Collected data entries

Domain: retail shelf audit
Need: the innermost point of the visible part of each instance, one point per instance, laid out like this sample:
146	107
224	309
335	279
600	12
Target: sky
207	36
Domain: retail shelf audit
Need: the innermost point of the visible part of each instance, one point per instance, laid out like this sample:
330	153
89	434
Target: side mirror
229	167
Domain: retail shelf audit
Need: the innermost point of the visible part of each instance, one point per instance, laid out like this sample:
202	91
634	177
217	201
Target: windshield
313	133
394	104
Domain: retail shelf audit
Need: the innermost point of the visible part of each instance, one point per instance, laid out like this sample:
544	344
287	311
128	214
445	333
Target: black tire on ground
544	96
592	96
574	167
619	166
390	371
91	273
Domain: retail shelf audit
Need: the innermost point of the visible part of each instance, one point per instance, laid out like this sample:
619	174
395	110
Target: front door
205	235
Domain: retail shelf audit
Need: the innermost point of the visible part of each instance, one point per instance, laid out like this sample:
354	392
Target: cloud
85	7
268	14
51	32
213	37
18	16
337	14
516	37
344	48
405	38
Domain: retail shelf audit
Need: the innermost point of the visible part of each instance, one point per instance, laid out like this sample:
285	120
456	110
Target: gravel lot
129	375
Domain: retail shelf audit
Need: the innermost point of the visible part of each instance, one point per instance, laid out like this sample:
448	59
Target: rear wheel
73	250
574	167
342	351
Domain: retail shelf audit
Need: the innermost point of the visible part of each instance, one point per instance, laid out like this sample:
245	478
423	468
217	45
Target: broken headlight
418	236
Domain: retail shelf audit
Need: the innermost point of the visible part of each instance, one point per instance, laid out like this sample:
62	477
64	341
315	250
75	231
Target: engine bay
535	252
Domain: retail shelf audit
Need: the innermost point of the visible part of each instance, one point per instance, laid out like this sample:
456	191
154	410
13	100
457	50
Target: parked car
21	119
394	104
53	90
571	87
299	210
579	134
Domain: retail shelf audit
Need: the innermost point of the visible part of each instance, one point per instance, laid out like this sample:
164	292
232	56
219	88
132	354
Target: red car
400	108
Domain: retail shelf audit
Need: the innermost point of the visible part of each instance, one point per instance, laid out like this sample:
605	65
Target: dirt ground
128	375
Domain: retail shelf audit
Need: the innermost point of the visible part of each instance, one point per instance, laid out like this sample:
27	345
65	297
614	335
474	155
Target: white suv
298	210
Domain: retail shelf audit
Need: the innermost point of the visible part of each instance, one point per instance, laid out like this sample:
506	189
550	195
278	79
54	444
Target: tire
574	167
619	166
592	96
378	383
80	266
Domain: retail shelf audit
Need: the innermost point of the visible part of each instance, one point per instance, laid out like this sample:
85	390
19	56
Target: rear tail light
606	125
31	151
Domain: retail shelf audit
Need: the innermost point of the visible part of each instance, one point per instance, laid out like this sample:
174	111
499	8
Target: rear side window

= Exercise instructions =
Please reproduce each entry above exactly as it reads.

= Response to this exercise =
Domain: retail shelf audit
Need: the innermost point of the visible part of each instance, one point per instance, laid out like this sample:
146	107
224	309
335	279
600	12
Target: sky
207	36
Domain: retail shelf audit
Need: the innermost point of the visible part of each instance, one point per instance, laid out like this sample:
330	153
89	434
Target: side mirror
229	167
Domain: retail shelf audit
Need: the innermost point of the visible part of each instance, one point per instance, laid out like this sample:
202	91
634	177
217	201
Target: windshield
313	133
394	104
Domain: retail shelf audit
Need: the innermost point of the visible part of each instance, one point per instance, laid out like this sample:
544	344
287	311
128	214
445	333
Target: black tire on ground
544	96
592	96
574	167
619	166
390	371
91	273
Domain: retail shelf audit
Need: the innermost point of the visible part of each instance, one point per instance, laid out like this sample:
619	174
395	110
Target: front door
205	235
Domain: retail shelf audit
Need: the innermost point of the visible part of each instance, one point per instance, laid out like this sample:
354	392
Target: cloud
85	7
268	14
51	32
213	37
18	16
337	14
516	37
344	48
405	38
Domain: retail shelf audit
Need: the innermost point of the visible part of each instance, one point per instance, laid out like this sample:
285	120
456	110
Target: gravel lot
129	375
Domain: retail shelf audit
Need: the innermost point of the visible part of each instance, one point per instance, laid out like this sample:
448	59
Target: rear wheel
73	250
574	167
342	351
Domain: retail shelf audit
Need: the innermost point of the visible part of each instance, one point per instance, laid out like this sample:
245	478
423	468
217	45
Target: broken headlight
418	236
Domain: retail shelf audit
Need: the innermost point of the visible part of each instance, one point per instance, laid out like this sample:
62	477
64	341
315	250
75	231
Target: engine bay
535	252
Domain: retail shelf audit
Need: the innermost point of the visible part of each instance, one point per instance, laid out like this sample:
456	191
154	410
13	100
457	50
Target: parked car
21	119
394	104
53	90
571	87
299	210
579	134
Domain: retail shelf audit
Need: the innermost point of the visible part of each instance, one point per instance, laid out like this sample:
164	292
232	56
219	88
132	354
Target: red car
400	108
Domain: retail shelf audit
Need: the innermost point of the visible part of each instance, one point per instance, laid out like this sample:
605	65
Target: dirt ground
128	375
Domain: retail shelf audit
Need: the innermost point of the visible part of each instance, one point per instance, laid out like this sample:
27	345
65	297
614	335
474	155
Target: white suv
298	210
Domain: retail shelf audit
Need: the innermost point of the visible part of each instance, one point per instance, laid out like this sample:
506	189
550	195
278	79
54	444
Target: tire
574	167
619	166
592	96
378	383
80	266
Domain: retail shelf audit
Need: the innermost point of the visible part of each instance, one point per instance, laid out like this sample:
85	390
19	56
Target: rear tail light
606	125
31	151
Domain: retail shelf audit
Need: the innermost point of the visible part of each instance, one point per instance, laid out like this sample:
174	111
499	8
Target: rear side window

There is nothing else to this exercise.